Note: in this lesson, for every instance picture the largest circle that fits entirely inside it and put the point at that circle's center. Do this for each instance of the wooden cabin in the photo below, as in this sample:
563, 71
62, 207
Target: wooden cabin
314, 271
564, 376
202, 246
☆ ☆ ☆ ☆ ☆
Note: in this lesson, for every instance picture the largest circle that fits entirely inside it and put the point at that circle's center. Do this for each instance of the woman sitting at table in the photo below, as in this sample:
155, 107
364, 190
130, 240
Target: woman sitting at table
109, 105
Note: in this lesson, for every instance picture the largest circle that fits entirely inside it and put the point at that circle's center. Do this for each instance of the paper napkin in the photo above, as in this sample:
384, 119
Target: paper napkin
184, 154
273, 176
☆ ☆ ☆ ☆ ☆
§ Aim of the exercise
Identify each line in the entries above that contains the string "inside" and copy those lines in full. Matching is case-sensitive.

§ Correct result
Note: in this lesson, for every instance picture the largest circle that fits entirely inside it and put the point at that circle's center. Do this for each instance of the wooden cabin in the photo below, as in this sample:
Note: in this lesson, for every instance picture the largest circle that fits entirely inside it and put the point at that circle's center. Do this for each instance of the woman sitting at table in the photo below, as in this sample:
Note: in this lesson, for every instance picture the largest circle that fits entirely inside it and put the point at that circle's center. Do this for each instance of the paper napkin in the photo above, as in this sample:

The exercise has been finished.